Text excerpt>
Input diet — suspect the things that pile up #

When you examine the features with large input-token counts in the Part 1 logs, the culprit is usually not the main content but the things that ride along with it.

  • Conversation accumulation — the chatbot resends the entire conversation every time. The summarization and truncation techniques from LLM App Development Part 9 are cost techniques too.
  • RAG chunk excess — if you bumped up top_k and forgot, every request is that much heavier. The reranking from Advanced RAG Part 4 is a device that handles quality and cost at the same time.
  • Bloated tool results — JSON that an agent’s tools return wholesale. The result caps from AI Agent Development Part 4 do their job here too.

The point of this section is that the mechanisms you already built in other series were also cost mechanisms. There is little to build from scratch; most of the work is using the Part 1 instrumentation to find which one has slipped out of place.

Output diet — tokens at 5x the unit price #

Output costs 5x the unit price of input, so cutting the same number of tokens has 5x the effect. There are two handles.

  • Direct the length in the prompt. Explicit instructions like “within 3 sentences” or “output JSON only, skip the explanation” are the most effective. Especially in features that use structured output, the preamble and elaboration the model adds are pure cost.
  • Use max_tokens as a safety net. max_tokens is a cap, not a parameter that steers length. Tighten it too much and the truncation we saw in Agent Part 1 (stop_reason: max_tokens) increases, and the retry cost ends up added on instead. Keep it generous while watching the truncation rate in your Part 1 logs.

Excerpted records>

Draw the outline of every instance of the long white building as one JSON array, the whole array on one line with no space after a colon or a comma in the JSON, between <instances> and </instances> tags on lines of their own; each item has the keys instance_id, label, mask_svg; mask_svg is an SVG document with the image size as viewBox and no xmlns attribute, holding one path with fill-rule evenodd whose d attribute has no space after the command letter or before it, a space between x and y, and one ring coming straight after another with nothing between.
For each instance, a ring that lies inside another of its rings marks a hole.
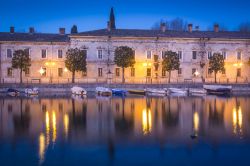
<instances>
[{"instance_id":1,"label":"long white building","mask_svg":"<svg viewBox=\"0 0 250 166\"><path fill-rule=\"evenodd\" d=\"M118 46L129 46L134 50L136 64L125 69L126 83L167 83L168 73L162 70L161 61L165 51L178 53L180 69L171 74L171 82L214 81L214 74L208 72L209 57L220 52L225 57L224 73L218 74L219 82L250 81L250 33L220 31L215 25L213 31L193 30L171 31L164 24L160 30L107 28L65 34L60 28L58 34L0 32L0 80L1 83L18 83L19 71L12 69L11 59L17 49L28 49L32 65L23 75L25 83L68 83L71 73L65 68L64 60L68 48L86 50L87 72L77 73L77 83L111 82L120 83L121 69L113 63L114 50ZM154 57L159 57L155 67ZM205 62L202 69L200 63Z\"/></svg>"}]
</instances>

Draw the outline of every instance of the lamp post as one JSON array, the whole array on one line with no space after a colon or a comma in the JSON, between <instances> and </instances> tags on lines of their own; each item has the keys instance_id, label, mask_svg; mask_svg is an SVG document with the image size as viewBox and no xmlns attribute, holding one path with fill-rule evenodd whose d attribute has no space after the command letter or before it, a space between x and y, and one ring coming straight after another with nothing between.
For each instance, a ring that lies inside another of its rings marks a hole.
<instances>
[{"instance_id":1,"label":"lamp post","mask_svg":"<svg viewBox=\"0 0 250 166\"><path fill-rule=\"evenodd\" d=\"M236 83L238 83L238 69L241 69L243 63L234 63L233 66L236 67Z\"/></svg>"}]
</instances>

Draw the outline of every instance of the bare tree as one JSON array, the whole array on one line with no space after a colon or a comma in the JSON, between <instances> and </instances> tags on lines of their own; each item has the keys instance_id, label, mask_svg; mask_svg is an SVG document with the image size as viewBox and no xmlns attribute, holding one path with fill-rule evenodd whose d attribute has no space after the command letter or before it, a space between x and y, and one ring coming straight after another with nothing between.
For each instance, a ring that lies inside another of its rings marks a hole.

Tasks>
(a) Output the part of the token-cost text between "When you examine" and "the same time.", inclusive.
(b) Continue the token-cost text past its last sentence.

Numbered answers>
(a)
When you examine the features with large input-token counts in the Part 1 logs, the culprit is usually not the main content but the things that ride along with it.

  • Conversation accumulation — the chatbot resends the entire conversation every time. The summarization and truncation techniques from LLM App Development Part 9 are cost techniques too.
  • RAG chunk excess — if you bumped up top_k and forgot, every request is that much heavier. The reranking from Advanced RAG Part 4 is a device that handles quality and cost at the same time.

(b)
Model routing — the biggest lever #

This is the main subject of this post. As we saw in the Part 1 price table, unit prices between models differ by as much as 5x. But the tasks inside your app are not all the same difficulty. Classification, routing decisions, and summarization are fine on a small model, while complex reasoning and agent work need a big one. Sending each task to its own model is model routing, and in most services the biggest cost savings come from here.

model_routing.py
ROUTES = {
    # simple tasks — fast, cheap model
    "classify_intent":  {"model": "claude-haiku-4-5",  "max_tokens": 256},
    "rewrite_query":    {"model": "claude-haiku-4-5",  "max_tokens": 300},
    "summarize_doc":    {"model": "claude-sonnet-4-6", "max_tokens": 1024},
    # core tasks — quality first
    "answer_question":  {"model": "claude-opus-4-8",   "max_tokens": 4096},
    "agent_task":       {"model": "claude-opus-4-8",   "max_tokens": 16000},
}

def call(task: str, **kwargs):
    route = ROUTES[task]
    return call_llm(model=route["model"], max_tokens=route["max_tokens"],
                    metadata={"feature": task}, **kwargs)

There are three principles of routing design.

  • Set the quality bar by measurement. “Is haiku enough for this task” is decided by an eval set, not by gut feeling. The evaluation pipeline from Advanced RAG Part 6 can be used as-is for model comparison. If accuracy is the same, the cheaper model is the right answer.
  • Find where you were already routing. Just as the query rewriting in Advanced RAG Part 4 was on haiku, auxiliary tasks are already candidates. Look at per-feature cost in the Part 1 logs and start by moving the simple tasks that are going to an expensive model.
  • Send borderline tasks upward. When in doubt, leave it on the expensive model and move it down once you have enough measurement. The failure mode of routing is not cost but quality degradation, and that side is more expensive to recover from.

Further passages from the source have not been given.